### Provided entries

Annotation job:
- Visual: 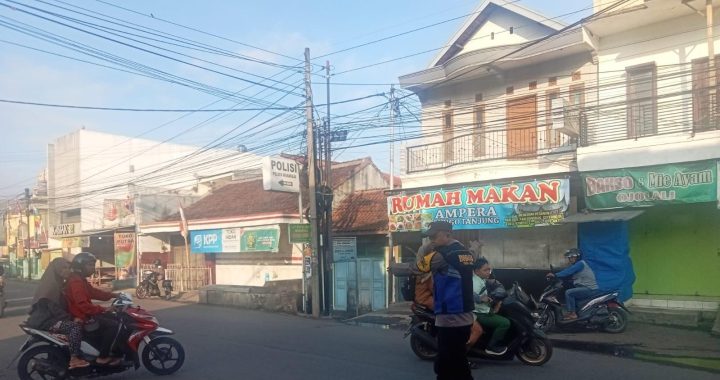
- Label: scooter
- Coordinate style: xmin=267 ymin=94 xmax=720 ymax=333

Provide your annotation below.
xmin=135 ymin=270 xmax=173 ymax=300
xmin=405 ymin=286 xmax=553 ymax=366
xmin=10 ymin=294 xmax=185 ymax=380
xmin=535 ymin=277 xmax=630 ymax=334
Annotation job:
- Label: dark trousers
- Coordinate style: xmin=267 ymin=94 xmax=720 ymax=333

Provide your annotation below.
xmin=93 ymin=314 xmax=120 ymax=358
xmin=435 ymin=325 xmax=472 ymax=380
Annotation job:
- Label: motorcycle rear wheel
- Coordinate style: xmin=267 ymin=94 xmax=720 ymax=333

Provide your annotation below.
xmin=515 ymin=338 xmax=552 ymax=366
xmin=17 ymin=344 xmax=70 ymax=380
xmin=141 ymin=336 xmax=185 ymax=375
xmin=603 ymin=307 xmax=629 ymax=334
xmin=135 ymin=285 xmax=147 ymax=299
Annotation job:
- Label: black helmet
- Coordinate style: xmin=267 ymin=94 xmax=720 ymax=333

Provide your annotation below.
xmin=70 ymin=252 xmax=97 ymax=277
xmin=565 ymin=248 xmax=582 ymax=260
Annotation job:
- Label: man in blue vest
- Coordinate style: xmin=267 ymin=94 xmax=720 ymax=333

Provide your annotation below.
xmin=389 ymin=221 xmax=475 ymax=380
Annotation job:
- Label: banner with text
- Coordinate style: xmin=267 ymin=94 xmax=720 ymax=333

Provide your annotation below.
xmin=582 ymin=161 xmax=718 ymax=210
xmin=388 ymin=179 xmax=570 ymax=232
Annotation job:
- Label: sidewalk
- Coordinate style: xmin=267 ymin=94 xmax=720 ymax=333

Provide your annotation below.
xmin=344 ymin=302 xmax=720 ymax=371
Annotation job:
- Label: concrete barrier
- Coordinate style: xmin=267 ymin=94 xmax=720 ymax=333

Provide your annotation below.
xmin=198 ymin=280 xmax=301 ymax=314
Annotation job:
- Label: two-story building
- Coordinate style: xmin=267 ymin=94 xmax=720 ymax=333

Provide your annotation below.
xmin=577 ymin=0 xmax=720 ymax=311
xmin=389 ymin=0 xmax=597 ymax=282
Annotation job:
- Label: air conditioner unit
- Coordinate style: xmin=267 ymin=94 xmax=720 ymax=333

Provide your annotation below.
xmin=550 ymin=98 xmax=580 ymax=137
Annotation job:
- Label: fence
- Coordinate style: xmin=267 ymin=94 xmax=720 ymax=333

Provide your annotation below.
xmin=140 ymin=264 xmax=212 ymax=292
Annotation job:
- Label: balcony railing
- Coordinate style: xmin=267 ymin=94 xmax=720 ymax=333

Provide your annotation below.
xmin=407 ymin=126 xmax=577 ymax=173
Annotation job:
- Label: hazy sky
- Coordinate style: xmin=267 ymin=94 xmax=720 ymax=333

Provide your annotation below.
xmin=0 ymin=0 xmax=592 ymax=197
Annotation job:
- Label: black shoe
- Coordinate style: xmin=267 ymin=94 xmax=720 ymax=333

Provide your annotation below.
xmin=485 ymin=346 xmax=507 ymax=356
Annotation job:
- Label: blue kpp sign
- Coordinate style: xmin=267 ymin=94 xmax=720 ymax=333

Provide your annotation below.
xmin=190 ymin=229 xmax=222 ymax=253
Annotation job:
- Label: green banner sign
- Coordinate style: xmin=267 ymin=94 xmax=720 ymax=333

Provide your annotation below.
xmin=582 ymin=161 xmax=718 ymax=210
xmin=240 ymin=228 xmax=280 ymax=252
xmin=288 ymin=223 xmax=310 ymax=244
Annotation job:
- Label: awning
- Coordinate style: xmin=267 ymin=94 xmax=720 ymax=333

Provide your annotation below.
xmin=562 ymin=210 xmax=645 ymax=223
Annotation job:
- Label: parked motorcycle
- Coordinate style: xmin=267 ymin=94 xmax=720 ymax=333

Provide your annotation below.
xmin=535 ymin=277 xmax=630 ymax=333
xmin=135 ymin=270 xmax=173 ymax=299
xmin=11 ymin=294 xmax=185 ymax=380
xmin=405 ymin=284 xmax=553 ymax=366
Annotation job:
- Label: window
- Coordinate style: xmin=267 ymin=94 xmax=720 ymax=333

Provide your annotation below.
xmin=443 ymin=111 xmax=455 ymax=164
xmin=692 ymin=56 xmax=720 ymax=131
xmin=545 ymin=89 xmax=561 ymax=148
xmin=473 ymin=104 xmax=485 ymax=158
xmin=626 ymin=63 xmax=657 ymax=138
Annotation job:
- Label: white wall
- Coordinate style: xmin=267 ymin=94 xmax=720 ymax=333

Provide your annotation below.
xmin=50 ymin=130 xmax=260 ymax=230
xmin=215 ymin=265 xmax=302 ymax=286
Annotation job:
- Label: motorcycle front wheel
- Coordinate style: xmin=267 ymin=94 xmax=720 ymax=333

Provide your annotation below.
xmin=535 ymin=307 xmax=555 ymax=332
xmin=603 ymin=307 xmax=629 ymax=334
xmin=515 ymin=338 xmax=552 ymax=366
xmin=141 ymin=336 xmax=185 ymax=375
xmin=135 ymin=285 xmax=147 ymax=299
xmin=17 ymin=344 xmax=70 ymax=380
xmin=410 ymin=324 xmax=437 ymax=360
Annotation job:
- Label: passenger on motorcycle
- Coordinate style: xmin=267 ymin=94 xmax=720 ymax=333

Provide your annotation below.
xmin=25 ymin=257 xmax=90 ymax=369
xmin=547 ymin=248 xmax=598 ymax=320
xmin=473 ymin=257 xmax=510 ymax=355
xmin=66 ymin=252 xmax=123 ymax=365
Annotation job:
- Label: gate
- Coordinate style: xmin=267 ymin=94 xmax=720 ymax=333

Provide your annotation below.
xmin=333 ymin=259 xmax=387 ymax=315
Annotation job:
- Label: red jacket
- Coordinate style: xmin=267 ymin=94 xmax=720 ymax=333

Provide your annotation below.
xmin=65 ymin=274 xmax=113 ymax=321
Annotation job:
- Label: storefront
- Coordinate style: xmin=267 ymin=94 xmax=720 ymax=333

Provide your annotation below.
xmin=582 ymin=160 xmax=720 ymax=308
xmin=387 ymin=178 xmax=577 ymax=292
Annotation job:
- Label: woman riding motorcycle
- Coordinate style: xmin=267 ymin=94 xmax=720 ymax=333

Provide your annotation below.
xmin=25 ymin=257 xmax=90 ymax=369
xmin=66 ymin=252 xmax=122 ymax=365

######

Directive — Format the entire listing above as a Markdown table with the columns Row and Entry, one numbered row per line, skipping blank lines and leaving out the pictures.

Response to this exercise —
| Row | Entry |
|---|---|
| 1 | Annotation job: |
| 2 | - Visual:  |
| 3 | - Label: scooter |
| 4 | - Coordinate style: xmin=267 ymin=94 xmax=720 ymax=333 |
| 5 | Provide your annotation below. |
| 6 | xmin=135 ymin=270 xmax=173 ymax=300 |
| 7 | xmin=405 ymin=286 xmax=553 ymax=366 |
| 8 | xmin=10 ymin=294 xmax=185 ymax=380 |
| 9 | xmin=535 ymin=277 xmax=630 ymax=334 |
| 10 | Annotation job: |
| 11 | - Label: dark trousers |
| 12 | - Coordinate style: xmin=267 ymin=94 xmax=720 ymax=333 |
| 13 | Provide your annotation below. |
| 14 | xmin=93 ymin=314 xmax=120 ymax=358 |
| 15 | xmin=435 ymin=325 xmax=472 ymax=380 |
| 16 | Annotation job: |
| 17 | - Label: motorcycle rear wheel |
| 18 | - Coordinate style: xmin=267 ymin=94 xmax=720 ymax=333 |
| 19 | Provide your annotation below. |
| 20 | xmin=515 ymin=338 xmax=552 ymax=366 |
| 21 | xmin=17 ymin=344 xmax=70 ymax=380 |
| 22 | xmin=141 ymin=336 xmax=185 ymax=375 |
| 23 | xmin=603 ymin=307 xmax=629 ymax=334 |
| 24 | xmin=135 ymin=285 xmax=147 ymax=299 |
| 25 | Annotation job: |
| 26 | - Label: black helmet |
| 27 | - Coordinate style: xmin=267 ymin=94 xmax=720 ymax=333 |
| 28 | Provide your annotation below. |
| 29 | xmin=70 ymin=252 xmax=97 ymax=277 |
| 30 | xmin=565 ymin=248 xmax=582 ymax=260 |
| 31 | Annotation job: |
| 32 | - Label: man in blue vest |
| 33 | - Coordinate style: xmin=267 ymin=94 xmax=720 ymax=333 |
| 34 | Provide your annotation below. |
| 35 | xmin=389 ymin=221 xmax=475 ymax=380 |
| 36 | Annotation job: |
| 37 | - Label: banner with text |
| 38 | - Coordinate style: xmin=267 ymin=94 xmax=720 ymax=333 |
| 39 | Provide your annotation below. |
| 40 | xmin=582 ymin=161 xmax=718 ymax=210 |
| 41 | xmin=388 ymin=179 xmax=570 ymax=232 |
| 42 | Annotation job: |
| 43 | - Label: sidewalk |
| 44 | - Coordinate style: xmin=267 ymin=94 xmax=720 ymax=333 |
| 45 | Provide your annotation below. |
| 46 | xmin=344 ymin=302 xmax=720 ymax=371 |
| 47 | Annotation job: |
| 48 | - Label: concrete barrier |
| 49 | - Coordinate style: xmin=267 ymin=94 xmax=720 ymax=333 |
| 50 | Provide your annotation below. |
| 51 | xmin=198 ymin=280 xmax=301 ymax=314 |
| 52 | Annotation job: |
| 53 | - Label: two-story building |
| 54 | - Coordinate style: xmin=267 ymin=94 xmax=720 ymax=333 |
| 55 | Provide your annotation below. |
| 56 | xmin=577 ymin=0 xmax=720 ymax=311 |
| 57 | xmin=389 ymin=0 xmax=597 ymax=282 |
| 58 | Annotation job: |
| 59 | - Label: air conditioner unit |
| 60 | - Coordinate style: xmin=267 ymin=94 xmax=720 ymax=333 |
| 61 | Provide your annotation below. |
| 62 | xmin=550 ymin=98 xmax=580 ymax=137 |
| 63 | Annotation job: |
| 64 | - Label: fence |
| 65 | - Coordinate style: xmin=267 ymin=94 xmax=720 ymax=333 |
| 66 | Provide your annotation below. |
| 67 | xmin=140 ymin=264 xmax=212 ymax=292 |
| 68 | Annotation job: |
| 69 | - Label: balcony railing |
| 70 | - Coordinate style: xmin=267 ymin=94 xmax=720 ymax=333 |
| 71 | Provide your annotation below. |
| 72 | xmin=407 ymin=126 xmax=577 ymax=173 |
| 73 | Annotation job: |
| 74 | - Label: hazy sky |
| 75 | - Coordinate style: xmin=267 ymin=94 xmax=720 ymax=333 |
| 76 | Provide your annotation below. |
| 77 | xmin=0 ymin=0 xmax=592 ymax=197 |
| 78 | Annotation job: |
| 79 | - Label: black shoe |
| 80 | - Coordinate style: xmin=267 ymin=94 xmax=720 ymax=333 |
| 81 | Provide your annotation below. |
| 82 | xmin=485 ymin=346 xmax=507 ymax=356 |
| 83 | Annotation job: |
| 84 | - Label: blue kpp sign |
| 85 | - Coordinate style: xmin=267 ymin=94 xmax=720 ymax=333 |
| 86 | Provide your annotation below. |
| 87 | xmin=190 ymin=229 xmax=222 ymax=253 |
| 88 | Annotation job: |
| 89 | - Label: green banner sign |
| 90 | - Coordinate style: xmin=267 ymin=94 xmax=720 ymax=333 |
| 91 | Provide your annotation below. |
| 92 | xmin=582 ymin=161 xmax=718 ymax=210 |
| 93 | xmin=240 ymin=228 xmax=280 ymax=252 |
| 94 | xmin=288 ymin=223 xmax=310 ymax=244 |
| 95 | Annotation job: |
| 96 | - Label: awning |
| 97 | - Coordinate style: xmin=267 ymin=94 xmax=720 ymax=333 |
| 98 | Provide your annotation below. |
| 99 | xmin=562 ymin=210 xmax=645 ymax=223 |
| 100 | Annotation job: |
| 101 | - Label: parked motorcycle |
| 102 | - Coordinate style: xmin=267 ymin=94 xmax=720 ymax=333 |
| 103 | Provide your annotation below. |
| 104 | xmin=535 ymin=277 xmax=630 ymax=333 |
| 105 | xmin=135 ymin=270 xmax=173 ymax=299 |
| 106 | xmin=11 ymin=294 xmax=185 ymax=380 |
| 107 | xmin=405 ymin=284 xmax=553 ymax=366 |
| 108 | Annotation job: |
| 109 | - Label: window |
| 110 | - Coordinate style: xmin=267 ymin=94 xmax=720 ymax=333 |
| 111 | Provide your annotation below. |
| 112 | xmin=443 ymin=111 xmax=455 ymax=164 |
| 113 | xmin=692 ymin=56 xmax=720 ymax=131 |
| 114 | xmin=545 ymin=89 xmax=561 ymax=148 |
| 115 | xmin=473 ymin=104 xmax=485 ymax=158 |
| 116 | xmin=626 ymin=63 xmax=657 ymax=138 |
| 117 | Annotation job: |
| 118 | - Label: white wall |
| 119 | - Coordinate style: xmin=267 ymin=94 xmax=720 ymax=333 |
| 120 | Provide your annotation below. |
| 121 | xmin=50 ymin=130 xmax=260 ymax=230 |
| 122 | xmin=215 ymin=265 xmax=302 ymax=286 |
| 123 | Annotation job: |
| 124 | - Label: motorcycle front wheel |
| 125 | - Coordinate style: xmin=267 ymin=94 xmax=720 ymax=333 |
| 126 | Provide your annotation below. |
| 127 | xmin=535 ymin=307 xmax=555 ymax=332 |
| 128 | xmin=603 ymin=307 xmax=629 ymax=334 |
| 129 | xmin=515 ymin=338 xmax=552 ymax=366 |
| 130 | xmin=141 ymin=336 xmax=185 ymax=375 |
| 131 | xmin=135 ymin=285 xmax=147 ymax=299 |
| 132 | xmin=17 ymin=344 xmax=70 ymax=380 |
| 133 | xmin=410 ymin=324 xmax=437 ymax=360 |
| 134 | Annotation job: |
| 135 | - Label: passenger on motorcycle |
| 136 | - Coordinate style: xmin=267 ymin=94 xmax=720 ymax=333 |
| 137 | Provide your annotation below. |
| 138 | xmin=25 ymin=257 xmax=90 ymax=369 |
| 139 | xmin=547 ymin=248 xmax=598 ymax=320 |
| 140 | xmin=473 ymin=257 xmax=510 ymax=355 |
| 141 | xmin=66 ymin=252 xmax=123 ymax=365 |
| 142 | Annotation job: |
| 143 | - Label: gate |
| 144 | - Coordinate style: xmin=267 ymin=94 xmax=720 ymax=333 |
| 145 | Provide your annotation below. |
| 146 | xmin=333 ymin=259 xmax=387 ymax=315 |
| 147 | Annotation job: |
| 148 | - Label: red jacket |
| 149 | - Coordinate style: xmin=267 ymin=94 xmax=720 ymax=333 |
| 150 | Provide your annotation below. |
| 151 | xmin=65 ymin=274 xmax=113 ymax=321 |
| 152 | Annotation job: |
| 153 | - Label: storefront |
| 154 | - Coordinate style: xmin=267 ymin=94 xmax=720 ymax=333 |
| 155 | Provide your annotation below. |
| 156 | xmin=582 ymin=160 xmax=720 ymax=308 |
| 157 | xmin=387 ymin=178 xmax=577 ymax=292 |
| 158 | Annotation job: |
| 159 | - Label: woman riding motorcycle |
| 160 | - Coordinate style: xmin=267 ymin=94 xmax=720 ymax=333 |
| 161 | Provide your annotation below. |
| 162 | xmin=25 ymin=257 xmax=90 ymax=369 |
| 163 | xmin=66 ymin=252 xmax=122 ymax=365 |